§ **Written request 1**
Name each two-word grammatical term used in the text on the word "so."
§ **Written request 2**
Count how many lines of the rows below contain the string "head", and give only the number.

--- begin Text shown ---

More on the Word “So” — Even If We Don’t Even Want to Go There Again

Facebook had a couple of interesting questions/examples on “so.” SO I thought it would be good to take a look at them. This is my answer to the questions about the word “so” in the FB sentence below.

…If, after a question has been posed to you, you have any question relating to what is being inquired about, please tell me before you answer the question. So just make sure you understand what you’re answering before you answer it.
“So” is both a subordinate conjunction, which begins a dependent clause (which we are not discussing here), and a conjunctive adverb, which begins a brand-new sentence, that is, an independent clause. The sentence above that begins with “so” is an independent clause, not a dependent clause. It is a command form. Therefore, the word “so” has a period or a semicolon in front of it.

--- end Text shown ---
--- begin Dataset content ---

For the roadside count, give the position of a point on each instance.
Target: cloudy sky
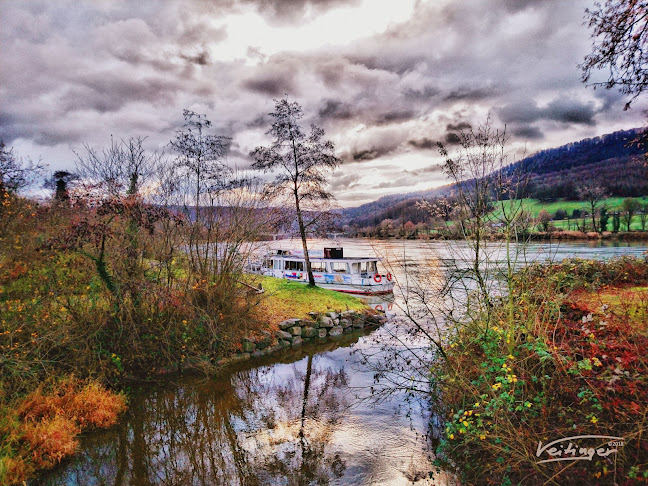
(386, 79)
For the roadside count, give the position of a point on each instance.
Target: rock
(297, 341)
(264, 342)
(308, 332)
(336, 331)
(326, 322)
(248, 346)
(275, 348)
(289, 323)
(283, 335)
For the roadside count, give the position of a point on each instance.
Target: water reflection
(306, 417)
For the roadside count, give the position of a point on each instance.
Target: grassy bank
(285, 299)
(96, 298)
(570, 360)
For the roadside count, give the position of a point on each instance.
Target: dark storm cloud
(78, 71)
(528, 132)
(395, 116)
(565, 110)
(451, 138)
(270, 85)
(423, 143)
(336, 110)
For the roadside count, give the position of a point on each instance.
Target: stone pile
(295, 332)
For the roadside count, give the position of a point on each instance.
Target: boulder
(309, 332)
(336, 331)
(289, 323)
(297, 341)
(248, 346)
(326, 322)
(283, 335)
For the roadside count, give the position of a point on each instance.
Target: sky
(386, 79)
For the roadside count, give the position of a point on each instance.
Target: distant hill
(614, 161)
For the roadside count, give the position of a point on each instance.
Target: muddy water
(307, 416)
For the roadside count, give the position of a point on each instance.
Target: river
(313, 415)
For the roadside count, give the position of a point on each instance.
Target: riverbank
(69, 346)
(557, 235)
(572, 362)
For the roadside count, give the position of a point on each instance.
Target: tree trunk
(302, 233)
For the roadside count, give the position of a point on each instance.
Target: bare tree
(120, 169)
(619, 41)
(593, 195)
(202, 169)
(630, 208)
(15, 173)
(300, 162)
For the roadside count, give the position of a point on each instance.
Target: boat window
(368, 267)
(318, 266)
(339, 267)
(292, 265)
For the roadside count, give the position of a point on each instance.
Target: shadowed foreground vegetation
(573, 361)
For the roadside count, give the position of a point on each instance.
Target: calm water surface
(305, 417)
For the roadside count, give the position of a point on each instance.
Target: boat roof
(343, 259)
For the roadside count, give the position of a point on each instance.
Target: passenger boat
(331, 270)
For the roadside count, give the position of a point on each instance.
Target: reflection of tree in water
(270, 425)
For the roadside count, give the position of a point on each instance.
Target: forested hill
(612, 161)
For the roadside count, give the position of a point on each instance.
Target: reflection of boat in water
(331, 270)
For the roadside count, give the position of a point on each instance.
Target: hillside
(614, 162)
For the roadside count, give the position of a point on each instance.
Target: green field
(534, 206)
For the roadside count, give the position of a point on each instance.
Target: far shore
(536, 236)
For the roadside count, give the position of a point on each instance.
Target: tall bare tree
(201, 166)
(299, 162)
(593, 195)
(619, 41)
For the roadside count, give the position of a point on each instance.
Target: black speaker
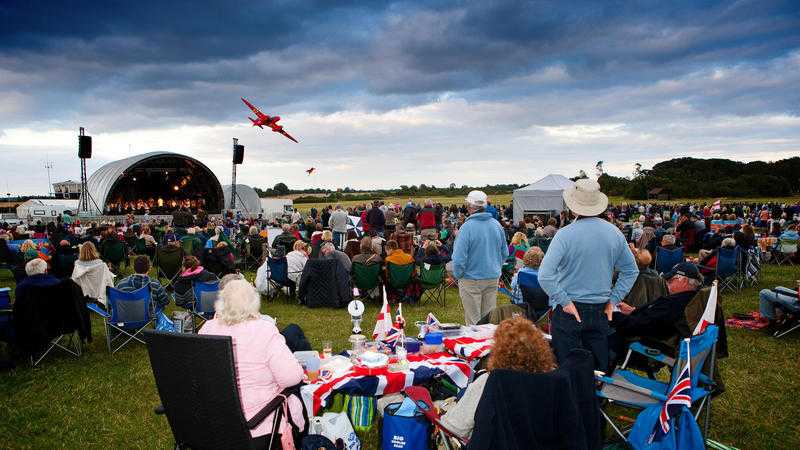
(84, 146)
(238, 154)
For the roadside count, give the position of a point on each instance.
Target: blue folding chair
(130, 313)
(729, 270)
(666, 259)
(631, 390)
(205, 295)
(279, 275)
(533, 295)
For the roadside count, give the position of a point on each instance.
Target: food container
(412, 345)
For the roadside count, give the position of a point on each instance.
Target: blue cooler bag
(404, 430)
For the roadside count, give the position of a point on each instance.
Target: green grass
(504, 199)
(101, 400)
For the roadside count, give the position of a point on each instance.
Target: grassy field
(106, 401)
(504, 199)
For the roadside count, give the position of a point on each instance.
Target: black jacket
(521, 411)
(45, 312)
(660, 319)
(324, 282)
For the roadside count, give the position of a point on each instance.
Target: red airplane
(264, 119)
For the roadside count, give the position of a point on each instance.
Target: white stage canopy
(541, 197)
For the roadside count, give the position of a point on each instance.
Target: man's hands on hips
(570, 309)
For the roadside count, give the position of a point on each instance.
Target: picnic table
(359, 380)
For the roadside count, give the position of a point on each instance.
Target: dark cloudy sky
(388, 93)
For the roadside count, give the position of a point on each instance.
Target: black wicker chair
(196, 380)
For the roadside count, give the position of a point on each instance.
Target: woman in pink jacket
(264, 364)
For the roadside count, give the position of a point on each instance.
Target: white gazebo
(542, 197)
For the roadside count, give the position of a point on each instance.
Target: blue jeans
(338, 239)
(590, 334)
(769, 299)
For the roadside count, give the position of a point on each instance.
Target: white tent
(247, 200)
(543, 196)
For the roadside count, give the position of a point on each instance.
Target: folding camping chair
(534, 296)
(253, 252)
(666, 259)
(399, 275)
(422, 398)
(130, 314)
(630, 390)
(729, 270)
(432, 280)
(168, 263)
(279, 276)
(205, 295)
(197, 382)
(785, 250)
(42, 311)
(366, 278)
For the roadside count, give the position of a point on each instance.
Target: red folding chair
(422, 398)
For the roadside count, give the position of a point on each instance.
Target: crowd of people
(593, 266)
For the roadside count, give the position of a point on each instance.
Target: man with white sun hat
(577, 274)
(479, 252)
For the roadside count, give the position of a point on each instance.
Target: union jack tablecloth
(374, 382)
(469, 347)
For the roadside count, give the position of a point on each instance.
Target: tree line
(681, 177)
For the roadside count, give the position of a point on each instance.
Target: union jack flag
(680, 395)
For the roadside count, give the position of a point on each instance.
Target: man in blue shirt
(577, 274)
(478, 256)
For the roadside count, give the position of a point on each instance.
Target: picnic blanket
(374, 382)
(751, 321)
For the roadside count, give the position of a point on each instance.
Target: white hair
(238, 302)
(36, 266)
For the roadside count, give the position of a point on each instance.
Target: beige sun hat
(585, 199)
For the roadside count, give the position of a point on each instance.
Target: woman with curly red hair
(519, 346)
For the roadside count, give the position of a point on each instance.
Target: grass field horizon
(504, 199)
(101, 400)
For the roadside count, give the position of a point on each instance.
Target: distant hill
(693, 178)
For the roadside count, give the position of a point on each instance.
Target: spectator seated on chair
(30, 251)
(286, 240)
(518, 346)
(64, 257)
(141, 267)
(431, 253)
(648, 285)
(790, 234)
(265, 365)
(192, 245)
(668, 242)
(91, 273)
(661, 318)
(708, 259)
(777, 305)
(532, 259)
(405, 237)
(368, 256)
(745, 238)
(395, 255)
(328, 251)
(296, 260)
(36, 271)
(191, 271)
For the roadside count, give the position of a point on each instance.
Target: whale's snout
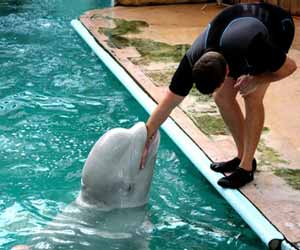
(111, 174)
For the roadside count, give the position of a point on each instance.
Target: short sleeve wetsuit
(253, 38)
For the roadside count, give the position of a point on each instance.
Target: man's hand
(146, 150)
(144, 155)
(246, 84)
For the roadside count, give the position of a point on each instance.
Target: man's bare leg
(225, 98)
(254, 122)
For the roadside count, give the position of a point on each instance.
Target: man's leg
(254, 122)
(225, 98)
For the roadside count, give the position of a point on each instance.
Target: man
(242, 50)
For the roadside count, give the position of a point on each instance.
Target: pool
(56, 99)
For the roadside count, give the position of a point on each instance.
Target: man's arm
(161, 112)
(247, 83)
(158, 116)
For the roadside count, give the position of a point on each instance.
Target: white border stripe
(258, 223)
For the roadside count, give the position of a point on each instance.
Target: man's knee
(222, 100)
(256, 98)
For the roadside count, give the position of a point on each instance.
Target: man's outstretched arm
(158, 116)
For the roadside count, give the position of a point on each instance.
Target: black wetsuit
(253, 38)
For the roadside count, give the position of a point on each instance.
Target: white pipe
(258, 223)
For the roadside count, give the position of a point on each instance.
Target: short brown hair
(209, 72)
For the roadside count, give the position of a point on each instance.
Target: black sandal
(237, 179)
(229, 166)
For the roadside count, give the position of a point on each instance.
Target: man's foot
(237, 179)
(229, 166)
(226, 166)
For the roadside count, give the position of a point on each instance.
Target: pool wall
(267, 232)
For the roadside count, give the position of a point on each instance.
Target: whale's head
(111, 177)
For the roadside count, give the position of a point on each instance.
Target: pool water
(56, 99)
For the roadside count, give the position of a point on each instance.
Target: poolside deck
(161, 30)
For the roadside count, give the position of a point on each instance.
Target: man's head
(209, 72)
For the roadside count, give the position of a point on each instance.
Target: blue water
(56, 99)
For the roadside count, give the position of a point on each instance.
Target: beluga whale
(110, 210)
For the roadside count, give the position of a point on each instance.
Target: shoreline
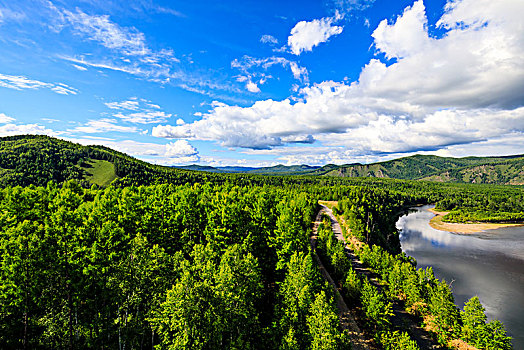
(437, 223)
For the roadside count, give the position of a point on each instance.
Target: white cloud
(103, 125)
(144, 112)
(306, 35)
(145, 117)
(20, 83)
(250, 68)
(24, 129)
(4, 119)
(131, 104)
(180, 148)
(465, 87)
(128, 41)
(252, 87)
(268, 39)
(7, 14)
(82, 68)
(407, 36)
(179, 152)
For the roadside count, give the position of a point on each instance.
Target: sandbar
(437, 223)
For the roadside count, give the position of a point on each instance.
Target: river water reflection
(488, 264)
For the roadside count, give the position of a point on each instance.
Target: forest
(173, 259)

--- end Dataset content ---

§ **Full solution 1**
- subordinate conjunction
- dependent clause
- conjunctive adverb
- independent clause
- command form

§ **Full solution 2**
2